**Available records**
# # # #
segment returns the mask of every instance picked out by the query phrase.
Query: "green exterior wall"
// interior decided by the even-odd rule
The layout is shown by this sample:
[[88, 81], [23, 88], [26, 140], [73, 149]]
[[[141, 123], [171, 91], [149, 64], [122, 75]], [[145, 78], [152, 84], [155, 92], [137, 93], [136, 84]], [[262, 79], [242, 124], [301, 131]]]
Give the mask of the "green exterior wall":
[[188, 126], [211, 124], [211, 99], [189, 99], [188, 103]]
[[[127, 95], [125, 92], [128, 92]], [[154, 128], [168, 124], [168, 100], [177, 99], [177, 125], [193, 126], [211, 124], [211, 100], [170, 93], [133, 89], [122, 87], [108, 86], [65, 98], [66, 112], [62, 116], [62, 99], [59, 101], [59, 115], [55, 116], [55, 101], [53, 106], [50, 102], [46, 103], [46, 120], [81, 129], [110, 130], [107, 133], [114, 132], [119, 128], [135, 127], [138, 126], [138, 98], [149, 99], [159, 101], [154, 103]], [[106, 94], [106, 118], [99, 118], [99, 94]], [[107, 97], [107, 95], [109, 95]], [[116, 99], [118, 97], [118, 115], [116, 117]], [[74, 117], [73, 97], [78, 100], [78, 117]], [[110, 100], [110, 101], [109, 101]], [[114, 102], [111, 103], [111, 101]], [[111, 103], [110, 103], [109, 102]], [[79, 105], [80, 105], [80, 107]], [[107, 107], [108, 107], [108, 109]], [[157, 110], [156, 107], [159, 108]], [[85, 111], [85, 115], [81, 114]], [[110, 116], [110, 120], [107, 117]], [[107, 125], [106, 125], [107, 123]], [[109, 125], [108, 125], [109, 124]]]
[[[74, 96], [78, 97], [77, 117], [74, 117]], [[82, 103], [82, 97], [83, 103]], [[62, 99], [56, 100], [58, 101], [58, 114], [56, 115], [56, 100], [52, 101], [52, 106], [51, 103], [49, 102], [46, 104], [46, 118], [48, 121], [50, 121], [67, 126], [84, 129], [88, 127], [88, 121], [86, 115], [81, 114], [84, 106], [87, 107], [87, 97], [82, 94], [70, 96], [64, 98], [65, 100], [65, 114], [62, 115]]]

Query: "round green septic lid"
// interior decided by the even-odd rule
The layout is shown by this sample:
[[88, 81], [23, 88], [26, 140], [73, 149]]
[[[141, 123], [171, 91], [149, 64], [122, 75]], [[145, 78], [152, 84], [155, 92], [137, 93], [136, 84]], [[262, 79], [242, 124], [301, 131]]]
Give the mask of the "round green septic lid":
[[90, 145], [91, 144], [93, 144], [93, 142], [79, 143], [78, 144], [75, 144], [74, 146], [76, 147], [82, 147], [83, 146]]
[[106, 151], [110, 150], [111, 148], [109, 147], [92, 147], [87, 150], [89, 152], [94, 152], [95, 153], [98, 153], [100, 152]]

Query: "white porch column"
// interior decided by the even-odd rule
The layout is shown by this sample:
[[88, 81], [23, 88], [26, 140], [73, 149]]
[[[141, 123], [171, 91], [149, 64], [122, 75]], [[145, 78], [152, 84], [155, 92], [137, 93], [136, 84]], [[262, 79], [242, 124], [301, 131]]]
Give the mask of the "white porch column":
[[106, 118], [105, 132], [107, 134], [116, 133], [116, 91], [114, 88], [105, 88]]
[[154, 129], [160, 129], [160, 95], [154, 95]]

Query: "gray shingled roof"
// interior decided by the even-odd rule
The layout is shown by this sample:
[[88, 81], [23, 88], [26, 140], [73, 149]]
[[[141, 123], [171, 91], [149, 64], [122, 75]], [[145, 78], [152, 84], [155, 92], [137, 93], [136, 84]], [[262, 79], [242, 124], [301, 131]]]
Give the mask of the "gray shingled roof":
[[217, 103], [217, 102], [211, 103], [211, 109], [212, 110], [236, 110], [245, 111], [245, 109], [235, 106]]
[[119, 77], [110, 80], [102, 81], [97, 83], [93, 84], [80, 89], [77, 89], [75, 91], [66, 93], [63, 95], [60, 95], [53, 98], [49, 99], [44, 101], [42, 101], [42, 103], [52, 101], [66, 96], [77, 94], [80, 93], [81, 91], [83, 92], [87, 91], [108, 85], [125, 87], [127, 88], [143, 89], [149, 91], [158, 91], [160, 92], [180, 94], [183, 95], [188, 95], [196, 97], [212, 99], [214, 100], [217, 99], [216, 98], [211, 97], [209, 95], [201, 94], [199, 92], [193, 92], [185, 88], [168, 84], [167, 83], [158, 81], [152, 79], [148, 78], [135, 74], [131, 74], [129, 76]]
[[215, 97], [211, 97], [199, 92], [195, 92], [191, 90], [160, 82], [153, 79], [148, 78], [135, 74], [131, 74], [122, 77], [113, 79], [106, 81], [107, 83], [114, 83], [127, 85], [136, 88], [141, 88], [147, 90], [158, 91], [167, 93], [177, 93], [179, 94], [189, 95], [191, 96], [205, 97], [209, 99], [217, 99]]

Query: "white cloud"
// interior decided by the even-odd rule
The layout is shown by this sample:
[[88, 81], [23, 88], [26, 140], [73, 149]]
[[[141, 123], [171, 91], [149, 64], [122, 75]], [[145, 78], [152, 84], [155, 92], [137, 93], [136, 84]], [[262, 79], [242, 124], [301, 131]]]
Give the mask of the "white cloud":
# # # #
**Work to be completed**
The records above must be repeated exactly, every one of them.

**Exercise solution**
segment returns the mask of every instance picked out by the query phrase.
Query: "green exterior wall"
// interior decided by the even-odd rule
The layout is shown by this sample:
[[88, 81], [23, 88], [26, 140], [73, 149]]
[[[141, 123], [171, 91], [149, 64], [122, 75]], [[145, 78], [152, 84], [155, 92], [137, 93], [136, 84]], [[262, 79], [242, 124], [301, 131]]]
Give the mask of the "green exterior wall":
[[188, 126], [211, 124], [211, 99], [189, 99], [188, 103]]
[[[127, 95], [125, 92], [128, 92]], [[154, 128], [168, 124], [168, 100], [177, 99], [177, 125], [193, 126], [211, 124], [211, 100], [170, 93], [133, 89], [122, 87], [108, 86], [65, 98], [66, 112], [62, 116], [62, 99], [59, 101], [59, 115], [55, 116], [55, 101], [53, 106], [50, 102], [46, 103], [46, 120], [81, 129], [110, 130], [107, 133], [114, 132], [119, 128], [135, 127], [138, 126], [138, 98], [149, 99], [159, 101], [154, 103]], [[106, 94], [106, 118], [99, 118], [99, 94]], [[107, 97], [107, 95], [109, 95]], [[116, 99], [118, 97], [118, 115], [116, 117]], [[74, 117], [73, 97], [78, 100], [78, 117]], [[110, 100], [110, 101], [109, 101]], [[114, 102], [111, 103], [111, 101]], [[111, 103], [110, 103], [109, 102]], [[79, 105], [80, 105], [80, 107]], [[107, 107], [108, 107], [108, 109]], [[157, 110], [156, 107], [159, 108]], [[85, 111], [85, 115], [81, 114]], [[110, 116], [110, 120], [107, 117]], [[107, 125], [106, 125], [107, 123]], [[109, 125], [108, 125], [109, 124]]]
[[[74, 96], [78, 97], [77, 117], [74, 117]], [[82, 103], [82, 97], [83, 103]], [[62, 99], [56, 100], [58, 101], [58, 114], [56, 115], [56, 100], [52, 101], [52, 106], [51, 103], [49, 102], [46, 104], [46, 118], [48, 121], [50, 121], [67, 126], [84, 129], [88, 127], [88, 121], [86, 115], [81, 114], [84, 106], [87, 107], [87, 97], [82, 94], [70, 96], [64, 98], [65, 100], [65, 114], [62, 115]]]

Query: "round green septic lid"
// interior decided by the even-odd rule
The layout is shown by this sample:
[[88, 81], [23, 88], [26, 140], [73, 149]]
[[[141, 123], [171, 91], [149, 64], [122, 75]], [[145, 78], [152, 84], [155, 92], [137, 93], [136, 84]], [[262, 79], [242, 124], [301, 131]]]
Give the mask of the "round green septic lid":
[[90, 145], [91, 144], [93, 144], [93, 142], [79, 143], [78, 144], [75, 144], [74, 146], [76, 147], [82, 147], [83, 146]]
[[106, 151], [110, 150], [111, 148], [109, 147], [92, 147], [87, 150], [89, 152], [94, 152], [95, 153], [98, 153], [100, 152]]

Query: "white porch column"
// interior decided by the even-odd rule
The layout is shown by this sample:
[[88, 81], [23, 88], [26, 140], [73, 149]]
[[[141, 123], [171, 91], [149, 64], [122, 75]], [[145, 78], [152, 84], [155, 92], [137, 93], [136, 84]], [[262, 79], [242, 124], [301, 131]]]
Give the mask of the "white porch column":
[[106, 118], [105, 132], [107, 134], [116, 133], [116, 91], [114, 88], [105, 88]]
[[154, 129], [160, 129], [160, 95], [154, 95]]

Query: "gray shingled roof"
// interior decided by the even-odd rule
The layout is shown by this sample:
[[88, 81], [23, 88], [26, 140], [73, 149]]
[[[141, 123], [171, 91], [149, 64], [122, 75]], [[145, 78], [152, 84], [155, 92], [137, 93], [136, 84]], [[262, 79], [242, 124], [301, 131]]]
Give the mask of the "gray shingled roof":
[[217, 103], [217, 102], [211, 103], [211, 109], [212, 110], [236, 110], [245, 111], [245, 109], [235, 106]]
[[119, 77], [110, 80], [102, 81], [97, 83], [93, 84], [80, 89], [77, 89], [75, 91], [66, 93], [63, 95], [60, 95], [53, 98], [49, 99], [44, 101], [42, 101], [42, 103], [52, 101], [66, 96], [77, 94], [80, 93], [81, 91], [83, 92], [87, 91], [108, 85], [125, 87], [127, 88], [143, 89], [149, 91], [158, 91], [160, 92], [180, 94], [183, 95], [188, 95], [196, 97], [212, 99], [214, 100], [217, 99], [216, 98], [211, 97], [209, 95], [201, 94], [199, 92], [193, 92], [185, 88], [168, 84], [167, 83], [158, 81], [152, 79], [148, 78], [135, 74], [131, 74], [129, 76]]
[[215, 97], [211, 97], [199, 92], [195, 92], [191, 90], [160, 82], [153, 79], [148, 78], [135, 74], [131, 74], [122, 77], [113, 79], [106, 81], [107, 83], [114, 83], [127, 85], [136, 88], [141, 88], [147, 90], [158, 91], [167, 93], [177, 93], [179, 94], [189, 95], [191, 96], [205, 97], [209, 99], [217, 99]]

Query: "white cloud"
// interior decided by the even-odd rule
The layout is shown by this sample:
[[88, 81], [23, 88], [26, 140], [73, 149]]
[[[141, 123], [171, 91], [149, 64], [122, 75]], [[145, 78], [152, 84], [155, 92], [137, 93], [136, 84]], [[262, 79], [242, 124], [301, 131]]]
Give the mask of the "white cloud":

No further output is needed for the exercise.